* start *

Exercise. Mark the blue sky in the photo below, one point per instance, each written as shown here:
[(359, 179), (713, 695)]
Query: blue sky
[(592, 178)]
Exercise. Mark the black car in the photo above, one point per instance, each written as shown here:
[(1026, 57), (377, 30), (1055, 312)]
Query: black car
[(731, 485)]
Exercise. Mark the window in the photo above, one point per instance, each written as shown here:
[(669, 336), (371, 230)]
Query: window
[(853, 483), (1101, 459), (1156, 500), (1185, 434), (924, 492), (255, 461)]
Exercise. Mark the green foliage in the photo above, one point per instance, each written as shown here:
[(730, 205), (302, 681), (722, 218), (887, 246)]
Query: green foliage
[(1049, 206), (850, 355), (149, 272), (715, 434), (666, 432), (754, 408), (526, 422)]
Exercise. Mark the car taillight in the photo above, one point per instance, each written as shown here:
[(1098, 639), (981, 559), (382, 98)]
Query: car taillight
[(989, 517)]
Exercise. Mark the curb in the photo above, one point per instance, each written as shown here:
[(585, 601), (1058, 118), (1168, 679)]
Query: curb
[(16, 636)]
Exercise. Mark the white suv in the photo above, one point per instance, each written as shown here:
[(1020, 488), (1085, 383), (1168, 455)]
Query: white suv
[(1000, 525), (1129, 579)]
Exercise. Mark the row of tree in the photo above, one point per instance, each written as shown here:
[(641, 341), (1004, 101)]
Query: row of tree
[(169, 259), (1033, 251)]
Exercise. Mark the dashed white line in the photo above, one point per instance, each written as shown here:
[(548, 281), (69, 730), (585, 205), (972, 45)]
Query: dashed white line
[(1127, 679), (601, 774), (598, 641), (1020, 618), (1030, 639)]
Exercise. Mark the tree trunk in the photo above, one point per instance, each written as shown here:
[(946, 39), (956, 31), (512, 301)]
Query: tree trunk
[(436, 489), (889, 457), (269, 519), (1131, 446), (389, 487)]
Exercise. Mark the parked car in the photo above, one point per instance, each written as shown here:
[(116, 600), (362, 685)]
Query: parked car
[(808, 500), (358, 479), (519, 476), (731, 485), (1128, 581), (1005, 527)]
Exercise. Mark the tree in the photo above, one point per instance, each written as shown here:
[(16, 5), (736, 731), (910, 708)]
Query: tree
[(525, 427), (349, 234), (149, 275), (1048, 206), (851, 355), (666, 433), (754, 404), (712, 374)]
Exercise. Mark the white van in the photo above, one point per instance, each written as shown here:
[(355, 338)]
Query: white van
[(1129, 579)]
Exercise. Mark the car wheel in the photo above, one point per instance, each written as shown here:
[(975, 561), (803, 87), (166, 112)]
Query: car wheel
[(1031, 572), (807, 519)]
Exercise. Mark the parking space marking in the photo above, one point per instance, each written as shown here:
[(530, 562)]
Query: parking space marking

* end *

◆ Problem description ◆
Print the entire listing above again, line for line, with no changes.

◆ Complete output ◆
Exercise. Mark the blue sky in the photo below, one point per instance, each written as shown here:
[(359, 179), (713, 695)]
Query: blue sky
[(592, 178)]
Exercise. Mark the black car in the photo above, one point per instance, each written as shown here:
[(1026, 57), (377, 30), (1055, 312)]
Query: black car
[(731, 485)]
Exercise. Mark the window in the photo above, one point per instance, each written as shown here:
[(669, 336), (371, 230)]
Query: window
[(853, 483), (1101, 459), (1156, 500), (1185, 434), (924, 492), (255, 461)]
Exercise. Mark the green foliage in the photo above, one point per instance, each written as shown here:
[(730, 205), (302, 681), (722, 218), (887, 246)]
Query: green foliage
[(1049, 206), (850, 355), (149, 272), (715, 434), (666, 432), (754, 408), (526, 422)]
Exercise. Mark the car taillight in the photo above, one point per instance, each written as shown here:
[(1098, 639), (981, 559), (382, 98)]
Query: car taillight
[(989, 517)]
Exercise. Mark the curb in the photo above, one point per instance, each written as shown here:
[(585, 601), (1058, 118), (1168, 679)]
Query: curb
[(16, 636)]
Exercise. Mark the white suv in the photo above, one point per instance, each written as shown here:
[(1020, 488), (1085, 383), (1168, 455)]
Query: white suv
[(1000, 525), (1129, 579)]
Exercise. Mark the row of tree in the photo above, one point per instance, each written as shown here:
[(641, 341), (1004, 101)]
Query: row of tree
[(169, 259), (1033, 251)]
Exercise. Mark the dashed white line in the photo above, one point per instance, each written as shown here:
[(548, 281), (69, 730), (585, 205), (972, 45)]
Query: dashed white line
[(1127, 679), (601, 774), (598, 641), (1020, 618), (1030, 639)]
Exercise. Mark the tree trunk in the photo above, one point per instance, each written as shown here:
[(946, 39), (956, 31), (512, 301)]
Query: tree trunk
[(436, 489), (889, 457), (269, 519), (1131, 446), (389, 487)]
Exercise. Mark the parked car in the photo above, one point per instance, each written as shown here:
[(116, 600), (362, 685)]
Query: parked car
[(808, 500), (358, 479), (519, 476), (731, 485), (1128, 581), (1005, 527)]
Exercise. Mark the tree in the photo above, one point per instance, each written as shown here:
[(16, 5), (736, 731), (910, 708)]
Query: tree
[(525, 427), (349, 234), (149, 275), (1048, 206), (851, 355), (666, 433), (754, 404), (712, 374)]
Exercise. Mark the white van in the photo above, one point per instance, each written as shown here:
[(355, 338)]
Query: white van
[(1129, 579)]
Exercise. Mark the car wheel in the photo above, one point per instance, each written as shown here:
[(975, 561), (803, 87), (166, 112)]
Query: car wheel
[(1031, 572), (807, 519)]
Exercise. Mark the parking space marking in the photo above, one point per instance, each written as shown here:
[(530, 562)]
Query: parking space marking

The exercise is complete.